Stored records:
━━━━━━━━

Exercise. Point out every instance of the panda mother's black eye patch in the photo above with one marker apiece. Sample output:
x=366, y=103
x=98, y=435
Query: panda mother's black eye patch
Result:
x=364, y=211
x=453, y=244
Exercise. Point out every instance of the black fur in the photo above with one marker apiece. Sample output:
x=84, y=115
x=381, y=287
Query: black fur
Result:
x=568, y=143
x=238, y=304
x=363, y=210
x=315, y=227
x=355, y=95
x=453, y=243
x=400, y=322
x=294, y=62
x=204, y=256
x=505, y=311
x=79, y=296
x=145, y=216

━━━━━━━━

Brief » Your task is to reproduce exactly the lines that begin with the one containing "Query: panda mother's black eye patch" and continue to the end of the data, both ends included.

Final answer »
Query: panda mother's black eye patch
Result:
x=364, y=211
x=453, y=244
Exercise. Point out every instance of the black fur in the photo above with one marker apiece. Sample output:
x=84, y=115
x=381, y=287
Query: black fur
Result:
x=568, y=143
x=238, y=304
x=363, y=210
x=315, y=227
x=355, y=95
x=453, y=243
x=400, y=322
x=294, y=62
x=204, y=256
x=505, y=311
x=79, y=296
x=145, y=216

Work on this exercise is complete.